**Instruction a:** Pick out every line of the rows below that contains the string "water", and treat uppercase and lowercase letters as different.

**Selected extract:**
-- start --

In quadratic programming, the KKT conditions simplify to a linear complementarity problem, serving as exact optimality criteria that sequential methods approximate for general nonlinear cases.
As an illustrative example, consider the simple problem \min_{x \in \mathbb{R}} x^2 subject to x \geq 1, or equivalently g(x) = 1 - x \leq 0. The unconstrained minimizer x = 0 violates the constraint, so check x^* = 1. Here, f(x) = x^2, \nabla f(1) = 2, and \nabla g(1) = -1. Stationarity requires $2 + \mu^* (-1) = 0, so \mu^* = 2 \geq 0. Primal feasibility holds as g(1) = 0 \leq 0, and complementary slackness is $2 \cdot 0 = 0. Thus, x^* = 1 satisfies the KKT conditions under LICQ (single active gradient).
Newton-Type Methods in Optimization
Newton-type methods in optimization leverage second-order information, specifically the Hessian matrix of the objective function or Lagrangian, to compute search directions that accelerate convergence compared to first-order methods like gradient descent. These methods form the foundation for sequential quadratic programming (SQP) by approximating the nonlinear problem locally with quadratic models.[17]
In unconstrained optimization, the Newton method seeks to minimize a twice-differentiable function f: \mathbb{R}^n \to \mathbb{R} by iteratively solving the system \nabla^2 f(x_k) d_k + \nabla f(x_k) = 0 for the step d_k, yielding the update x_{k+1} = x_k + d_k. Near a strict local minimum where the Hessian is positive definite, this method exhibits quadratic convergence, meaning the error reduces quadratically with each iteration.[17]
For equality-constrained optimization, the method extends to the Lagrangian \mathcal{L}(x, \lambda) = f(x) + \lambda^T c(x), where c(x) = 0 are the constraints. The Newton step solves the linear system
\begin{bmatrix}
\nabla_{xx}^2 \mathcal{L}(x_k, \lambda_k) & \nabla c(x_k) \\
\nabla c(x_k)^T & 0
\end{bmatrix}
\begin{bmatrix}
d_k \\
\Delta \lambda_k
\end{bmatrix}
= -
\begin{bmatrix}
\nabla f(x_k) + \nabla c(x_k) \lambda_k \\
c(x_k)

-- end --

**Data provided:**
-- start --

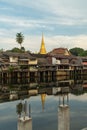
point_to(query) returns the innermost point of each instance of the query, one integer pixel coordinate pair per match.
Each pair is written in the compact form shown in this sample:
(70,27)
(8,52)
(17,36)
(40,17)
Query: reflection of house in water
(63,113)
(13,95)
(25,120)
(43,96)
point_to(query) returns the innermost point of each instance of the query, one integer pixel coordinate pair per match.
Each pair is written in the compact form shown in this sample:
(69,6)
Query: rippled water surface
(47,118)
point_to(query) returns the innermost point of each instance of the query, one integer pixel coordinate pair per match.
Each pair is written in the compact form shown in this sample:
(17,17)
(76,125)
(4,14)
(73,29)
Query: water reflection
(22,91)
(47,101)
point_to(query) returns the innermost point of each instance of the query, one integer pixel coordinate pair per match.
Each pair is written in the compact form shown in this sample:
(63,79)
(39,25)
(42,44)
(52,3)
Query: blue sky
(63,23)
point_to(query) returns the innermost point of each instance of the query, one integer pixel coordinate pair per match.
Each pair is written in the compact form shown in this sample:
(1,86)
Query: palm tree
(20,38)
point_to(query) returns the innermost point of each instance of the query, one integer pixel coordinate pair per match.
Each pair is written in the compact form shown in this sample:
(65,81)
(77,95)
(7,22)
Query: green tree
(20,38)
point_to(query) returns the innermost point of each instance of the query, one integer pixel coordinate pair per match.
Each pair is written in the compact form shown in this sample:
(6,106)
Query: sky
(62,22)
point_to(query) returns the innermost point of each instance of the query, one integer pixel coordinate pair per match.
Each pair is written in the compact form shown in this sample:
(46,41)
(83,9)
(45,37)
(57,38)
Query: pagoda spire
(42,48)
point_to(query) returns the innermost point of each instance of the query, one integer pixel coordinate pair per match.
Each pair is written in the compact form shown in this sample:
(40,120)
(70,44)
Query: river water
(47,118)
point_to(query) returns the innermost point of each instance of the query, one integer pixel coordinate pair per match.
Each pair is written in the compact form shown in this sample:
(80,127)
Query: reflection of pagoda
(42,49)
(43,96)
(63,113)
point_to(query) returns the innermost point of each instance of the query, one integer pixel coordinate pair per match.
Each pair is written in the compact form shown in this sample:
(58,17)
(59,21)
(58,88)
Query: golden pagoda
(42,49)
(43,96)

-- end --

**Instruction b:** Name each condition that the worked example in the optimization extract above checks by name for the point x* = 1.

**Final answer a:**
Query: reflection of house in water
Query: rippled water surface
Query: water reflection
Query: river water

**Final answer b:**
Stationarity
Primal feasibility
Complementary slackness